● **WHAT YOU HAVE TO DO**
Repeat the lines of the listing below exactly, starting at the line that contains "184, row 357." and running through the last line, both included, and only those.

****

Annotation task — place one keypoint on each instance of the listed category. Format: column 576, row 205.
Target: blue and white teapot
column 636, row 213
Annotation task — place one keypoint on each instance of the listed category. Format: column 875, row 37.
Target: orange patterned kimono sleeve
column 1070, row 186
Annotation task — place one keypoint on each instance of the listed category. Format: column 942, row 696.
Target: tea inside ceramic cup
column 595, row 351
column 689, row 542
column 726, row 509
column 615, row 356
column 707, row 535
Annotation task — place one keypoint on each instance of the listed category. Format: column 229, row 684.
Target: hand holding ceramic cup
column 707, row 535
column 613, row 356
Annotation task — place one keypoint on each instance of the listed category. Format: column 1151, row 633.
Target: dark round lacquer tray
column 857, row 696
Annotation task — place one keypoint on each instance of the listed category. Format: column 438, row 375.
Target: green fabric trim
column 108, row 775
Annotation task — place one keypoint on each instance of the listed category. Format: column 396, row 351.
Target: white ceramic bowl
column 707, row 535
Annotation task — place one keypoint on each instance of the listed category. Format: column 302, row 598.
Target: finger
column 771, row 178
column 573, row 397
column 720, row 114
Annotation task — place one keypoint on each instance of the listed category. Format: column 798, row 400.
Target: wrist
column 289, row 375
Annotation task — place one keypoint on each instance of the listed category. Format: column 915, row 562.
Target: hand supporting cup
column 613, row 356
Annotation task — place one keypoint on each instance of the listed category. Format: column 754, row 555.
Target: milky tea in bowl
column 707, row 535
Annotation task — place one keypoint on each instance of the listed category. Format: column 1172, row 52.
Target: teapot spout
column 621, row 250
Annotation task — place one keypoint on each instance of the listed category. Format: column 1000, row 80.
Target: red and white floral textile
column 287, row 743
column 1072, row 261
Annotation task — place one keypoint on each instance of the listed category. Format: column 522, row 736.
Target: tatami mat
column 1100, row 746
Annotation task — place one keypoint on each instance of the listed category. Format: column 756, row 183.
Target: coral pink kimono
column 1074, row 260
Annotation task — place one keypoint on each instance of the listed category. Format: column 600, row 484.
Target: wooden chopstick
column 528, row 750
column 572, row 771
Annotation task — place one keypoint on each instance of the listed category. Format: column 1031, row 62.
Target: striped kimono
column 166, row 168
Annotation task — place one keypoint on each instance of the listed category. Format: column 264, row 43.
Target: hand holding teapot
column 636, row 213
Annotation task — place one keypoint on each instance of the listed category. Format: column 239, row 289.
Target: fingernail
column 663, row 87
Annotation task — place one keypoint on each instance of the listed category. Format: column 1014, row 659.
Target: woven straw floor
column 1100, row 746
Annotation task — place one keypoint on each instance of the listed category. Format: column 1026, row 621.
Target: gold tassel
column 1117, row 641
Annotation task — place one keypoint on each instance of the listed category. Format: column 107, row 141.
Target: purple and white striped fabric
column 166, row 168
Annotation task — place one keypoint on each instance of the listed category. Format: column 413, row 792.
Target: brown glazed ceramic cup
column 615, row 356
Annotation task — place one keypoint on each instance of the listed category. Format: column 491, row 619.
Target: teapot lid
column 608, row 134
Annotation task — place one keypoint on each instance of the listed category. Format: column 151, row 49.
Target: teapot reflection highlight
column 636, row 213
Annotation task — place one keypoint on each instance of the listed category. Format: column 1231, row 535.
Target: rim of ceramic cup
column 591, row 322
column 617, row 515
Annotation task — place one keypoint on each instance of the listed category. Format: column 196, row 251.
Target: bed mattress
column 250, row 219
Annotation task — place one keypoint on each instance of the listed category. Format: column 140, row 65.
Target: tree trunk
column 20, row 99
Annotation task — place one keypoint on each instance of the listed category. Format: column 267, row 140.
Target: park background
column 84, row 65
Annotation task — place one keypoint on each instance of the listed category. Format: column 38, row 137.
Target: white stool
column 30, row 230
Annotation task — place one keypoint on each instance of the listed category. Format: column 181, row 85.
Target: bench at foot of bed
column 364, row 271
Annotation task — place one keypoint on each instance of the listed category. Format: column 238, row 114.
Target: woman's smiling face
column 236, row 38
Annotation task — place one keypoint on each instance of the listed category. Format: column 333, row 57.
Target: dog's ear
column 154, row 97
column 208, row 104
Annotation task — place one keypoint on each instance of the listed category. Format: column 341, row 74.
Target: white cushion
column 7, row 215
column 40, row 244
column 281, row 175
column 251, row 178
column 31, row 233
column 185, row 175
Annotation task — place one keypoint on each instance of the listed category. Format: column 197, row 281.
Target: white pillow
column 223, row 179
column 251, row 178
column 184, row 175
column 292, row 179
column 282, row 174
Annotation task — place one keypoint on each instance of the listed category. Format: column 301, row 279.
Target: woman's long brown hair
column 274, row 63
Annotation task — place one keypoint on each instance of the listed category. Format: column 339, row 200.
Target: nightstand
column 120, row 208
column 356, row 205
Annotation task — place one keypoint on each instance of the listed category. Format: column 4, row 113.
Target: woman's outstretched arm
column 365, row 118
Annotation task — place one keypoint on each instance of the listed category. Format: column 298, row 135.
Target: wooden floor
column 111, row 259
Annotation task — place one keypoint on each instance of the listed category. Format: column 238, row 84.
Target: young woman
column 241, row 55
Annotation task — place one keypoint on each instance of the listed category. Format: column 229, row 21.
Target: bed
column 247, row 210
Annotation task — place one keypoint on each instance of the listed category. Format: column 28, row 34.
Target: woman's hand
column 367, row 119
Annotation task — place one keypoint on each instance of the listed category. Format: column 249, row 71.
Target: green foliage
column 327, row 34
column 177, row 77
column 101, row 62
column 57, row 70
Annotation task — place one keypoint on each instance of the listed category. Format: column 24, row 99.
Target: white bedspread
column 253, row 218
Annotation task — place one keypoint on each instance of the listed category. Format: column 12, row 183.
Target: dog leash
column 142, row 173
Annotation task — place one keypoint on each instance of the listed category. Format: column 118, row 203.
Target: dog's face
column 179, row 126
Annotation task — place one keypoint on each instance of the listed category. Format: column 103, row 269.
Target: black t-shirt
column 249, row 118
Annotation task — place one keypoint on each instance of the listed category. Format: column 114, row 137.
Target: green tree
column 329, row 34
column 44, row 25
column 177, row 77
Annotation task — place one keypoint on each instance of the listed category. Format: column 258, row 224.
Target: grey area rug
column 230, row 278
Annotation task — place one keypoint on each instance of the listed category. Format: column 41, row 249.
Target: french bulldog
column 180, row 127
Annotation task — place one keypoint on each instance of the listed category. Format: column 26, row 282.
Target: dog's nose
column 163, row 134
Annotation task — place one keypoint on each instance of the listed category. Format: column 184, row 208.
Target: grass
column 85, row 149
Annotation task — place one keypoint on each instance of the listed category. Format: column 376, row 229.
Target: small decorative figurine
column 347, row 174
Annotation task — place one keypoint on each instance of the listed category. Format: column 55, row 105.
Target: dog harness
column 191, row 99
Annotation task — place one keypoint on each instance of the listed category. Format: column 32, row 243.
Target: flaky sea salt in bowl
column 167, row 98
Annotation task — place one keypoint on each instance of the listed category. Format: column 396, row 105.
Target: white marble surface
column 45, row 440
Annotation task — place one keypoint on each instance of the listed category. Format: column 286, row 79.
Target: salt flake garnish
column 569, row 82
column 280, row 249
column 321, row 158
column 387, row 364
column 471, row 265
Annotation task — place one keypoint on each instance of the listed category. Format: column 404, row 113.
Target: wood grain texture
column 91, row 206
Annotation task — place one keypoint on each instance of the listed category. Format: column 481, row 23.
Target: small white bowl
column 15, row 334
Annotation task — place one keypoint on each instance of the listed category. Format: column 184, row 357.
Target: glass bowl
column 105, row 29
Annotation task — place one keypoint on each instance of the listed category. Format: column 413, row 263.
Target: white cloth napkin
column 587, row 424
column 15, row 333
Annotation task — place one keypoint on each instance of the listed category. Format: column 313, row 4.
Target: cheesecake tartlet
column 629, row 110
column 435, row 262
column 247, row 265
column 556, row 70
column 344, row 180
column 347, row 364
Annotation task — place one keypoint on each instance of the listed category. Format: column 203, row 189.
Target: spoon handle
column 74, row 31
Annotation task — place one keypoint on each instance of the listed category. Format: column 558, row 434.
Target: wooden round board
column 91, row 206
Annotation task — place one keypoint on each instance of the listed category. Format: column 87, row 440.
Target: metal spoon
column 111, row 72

****

● **THE SOLUTION**
Annotation task — place one keypoint on each instance of the listed category. Format: column 184, row 357.
Target: glass bowl
column 105, row 29
Annotation task — place one keypoint on each instance of the listed category. Format: column 413, row 263.
Target: white cloth napkin
column 587, row 424
column 15, row 333
Annotation task — place one keypoint on each instance of the listed category. Format: column 313, row 4.
Target: cheesecake tartlet
column 629, row 110
column 435, row 262
column 247, row 265
column 556, row 70
column 344, row 180
column 347, row 364
Annotation task — place one keypoint on each instance of the listed category. Format: column 203, row 189.
Target: spoon handle
column 74, row 31
Annotation task — place one keypoint on each instance of the listed category. Format: column 558, row 434.
Target: wooden round board
column 91, row 206
Annotation task — place one keypoint on each instance of the listed category. Format: column 87, row 440.
Target: metal spoon
column 111, row 72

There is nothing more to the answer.